>>>>>
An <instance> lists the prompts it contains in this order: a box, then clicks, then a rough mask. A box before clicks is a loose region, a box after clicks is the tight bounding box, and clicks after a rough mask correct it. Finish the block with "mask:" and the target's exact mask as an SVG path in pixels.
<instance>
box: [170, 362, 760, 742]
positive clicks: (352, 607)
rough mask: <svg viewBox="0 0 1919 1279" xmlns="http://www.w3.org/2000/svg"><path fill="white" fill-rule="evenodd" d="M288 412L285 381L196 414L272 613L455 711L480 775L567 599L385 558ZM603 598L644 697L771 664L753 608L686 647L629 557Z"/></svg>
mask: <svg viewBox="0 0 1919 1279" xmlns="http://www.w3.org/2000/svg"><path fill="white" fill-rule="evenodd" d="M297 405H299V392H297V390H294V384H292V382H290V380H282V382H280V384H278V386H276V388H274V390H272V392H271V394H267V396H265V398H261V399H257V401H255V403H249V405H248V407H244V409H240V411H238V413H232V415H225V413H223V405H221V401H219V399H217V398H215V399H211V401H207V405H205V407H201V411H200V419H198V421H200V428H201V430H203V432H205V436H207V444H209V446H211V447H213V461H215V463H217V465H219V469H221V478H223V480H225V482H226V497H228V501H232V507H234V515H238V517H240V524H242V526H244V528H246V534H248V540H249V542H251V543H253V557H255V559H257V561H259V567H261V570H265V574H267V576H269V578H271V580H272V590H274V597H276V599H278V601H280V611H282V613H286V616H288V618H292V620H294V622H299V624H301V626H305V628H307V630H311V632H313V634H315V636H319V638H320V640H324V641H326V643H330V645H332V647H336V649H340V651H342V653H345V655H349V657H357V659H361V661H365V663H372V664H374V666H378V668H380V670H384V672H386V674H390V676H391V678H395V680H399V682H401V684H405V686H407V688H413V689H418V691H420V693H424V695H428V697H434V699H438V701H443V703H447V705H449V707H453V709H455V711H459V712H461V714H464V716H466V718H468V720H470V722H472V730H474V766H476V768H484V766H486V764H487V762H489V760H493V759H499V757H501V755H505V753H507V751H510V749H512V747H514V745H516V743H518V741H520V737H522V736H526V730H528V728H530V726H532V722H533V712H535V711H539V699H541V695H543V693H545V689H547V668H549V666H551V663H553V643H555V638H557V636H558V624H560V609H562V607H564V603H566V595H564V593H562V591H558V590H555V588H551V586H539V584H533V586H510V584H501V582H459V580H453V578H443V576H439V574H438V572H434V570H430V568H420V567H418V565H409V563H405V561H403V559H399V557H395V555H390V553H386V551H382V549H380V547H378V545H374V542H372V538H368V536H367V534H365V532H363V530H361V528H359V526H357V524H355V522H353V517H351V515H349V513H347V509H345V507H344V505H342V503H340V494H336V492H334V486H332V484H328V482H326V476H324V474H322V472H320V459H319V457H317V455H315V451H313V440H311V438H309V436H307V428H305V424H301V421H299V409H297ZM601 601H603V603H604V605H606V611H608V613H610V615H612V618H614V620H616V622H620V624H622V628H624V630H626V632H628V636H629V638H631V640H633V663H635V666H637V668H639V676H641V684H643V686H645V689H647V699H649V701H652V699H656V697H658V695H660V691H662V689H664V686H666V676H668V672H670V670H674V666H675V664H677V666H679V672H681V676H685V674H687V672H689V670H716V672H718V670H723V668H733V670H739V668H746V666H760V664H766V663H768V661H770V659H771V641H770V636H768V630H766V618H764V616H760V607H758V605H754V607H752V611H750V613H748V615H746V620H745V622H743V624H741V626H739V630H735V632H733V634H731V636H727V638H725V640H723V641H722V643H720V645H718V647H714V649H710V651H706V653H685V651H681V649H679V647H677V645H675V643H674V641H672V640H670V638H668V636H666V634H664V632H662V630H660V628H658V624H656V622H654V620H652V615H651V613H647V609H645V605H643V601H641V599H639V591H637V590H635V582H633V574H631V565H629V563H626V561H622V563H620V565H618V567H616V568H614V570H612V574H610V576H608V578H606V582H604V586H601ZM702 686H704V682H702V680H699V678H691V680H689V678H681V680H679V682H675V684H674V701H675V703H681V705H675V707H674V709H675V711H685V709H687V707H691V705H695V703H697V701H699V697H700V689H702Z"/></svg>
<<<<<
▶ To do:
Print all of the data above again, character for character, with no changes.

▶ Solution:
An <instance> lists the prompts it contains in this order: a box, then clicks, then a rough mask. A box before clicks is a loose region, a box after clicks is the tight bounding box, and clicks after a rough mask correct it. Finish the block with "mask:" and the target's exact mask as an SVG path in pixels.
<instance>
box: [170, 362, 760, 742]
positive clicks: (352, 607)
rough mask: <svg viewBox="0 0 1919 1279" xmlns="http://www.w3.org/2000/svg"><path fill="white" fill-rule="evenodd" d="M288 412L285 381L196 414L272 613L455 711L480 775L567 599L385 558ZM603 598L644 697L771 664L753 608L686 647L629 557Z"/></svg>
mask: <svg viewBox="0 0 1919 1279" xmlns="http://www.w3.org/2000/svg"><path fill="white" fill-rule="evenodd" d="M297 405H299V392H297V390H294V384H292V382H290V380H282V382H280V384H278V386H276V388H274V390H272V392H271V394H267V396H265V398H261V399H257V401H255V403H249V405H248V407H244V409H240V411H238V413H232V415H225V413H223V405H221V401H219V399H217V398H215V399H211V401H207V405H205V407H201V411H200V419H198V421H200V428H201V430H203V432H205V436H207V444H209V446H211V447H213V461H215V463H217V465H219V469H221V478H223V480H225V482H226V497H228V501H232V507H234V515H238V517H240V524H242V526H244V528H246V534H248V540H249V542H251V543H253V557H255V559H257V561H259V567H261V570H265V574H267V576H269V578H271V580H272V590H274V597H276V599H278V601H280V611H282V613H286V616H288V618H292V620H294V622H299V624H301V626H305V628H307V630H311V632H313V634H315V636H319V638H320V640H324V641H326V643H330V645H332V647H336V649H340V651H342V653H345V655H349V657H357V659H361V661H365V663H372V664H374V666H378V668H380V670H384V672H386V674H390V676H391V678H395V680H399V682H401V684H405V686H407V688H413V689H418V691H420V693H424V695H428V697H434V699H438V701H443V703H447V705H449V707H453V709H455V711H459V712H461V714H464V716H466V718H468V720H470V722H472V730H474V766H476V768H484V766H486V764H487V762H489V760H493V759H499V757H501V755H505V753H507V751H510V749H512V747H514V745H516V743H518V741H520V737H522V736H526V730H528V728H530V726H532V722H533V712H535V711H539V699H541V695H543V693H545V689H547V668H549V666H551V663H553V643H555V638H557V636H558V624H560V609H562V607H564V603H566V595H564V593H562V591H558V590H555V588H551V586H539V584H533V586H510V584H501V582H459V580H453V578H443V576H439V574H438V572H434V570H430V568H420V567H418V565H409V563H405V561H403V559H399V557H395V555H390V553H386V551H382V549H380V547H378V545H374V542H372V538H368V536H367V534H365V532H363V530H361V528H359V526H357V524H355V522H353V517H351V515H349V513H347V509H345V507H344V505H342V503H340V494H336V492H334V486H332V484H328V482H326V476H324V474H322V472H320V459H319V457H317V455H315V451H313V440H311V438H309V436H307V428H305V424H301V421H299V409H297ZM601 601H603V603H604V605H606V611H608V613H610V615H612V618H614V620H616V622H620V624H622V628H624V630H626V632H628V636H629V638H631V640H633V663H635V666H637V668H639V676H641V684H643V686H645V689H647V699H649V701H652V699H656V697H658V695H660V691H662V689H664V686H666V676H668V672H670V670H674V666H675V664H677V666H679V672H681V676H685V674H687V672H689V670H716V672H718V670H723V668H733V670H739V668H746V666H760V664H766V663H768V661H770V659H771V641H770V636H768V630H766V618H764V616H760V607H758V605H754V607H752V611H750V613H748V615H746V620H745V622H743V624H741V626H739V630H735V632H733V634H731V636H727V638H725V640H723V641H722V643H720V645H718V647H714V649H710V651H706V653H685V651H681V649H679V647H677V645H675V643H674V641H672V640H670V638H668V636H666V634H664V632H662V630H660V628H658V624H656V622H654V620H652V615H651V613H647V609H645V605H643V601H641V599H639V591H637V590H635V582H633V574H631V565H629V563H626V561H622V563H620V565H618V567H616V568H614V570H612V574H610V576H608V578H606V582H604V586H601ZM702 686H704V682H702V680H699V678H691V680H689V678H681V680H679V682H675V684H674V701H675V703H681V705H675V707H674V709H675V711H685V709H687V707H691V705H695V703H697V701H699V697H700V689H702Z"/></svg>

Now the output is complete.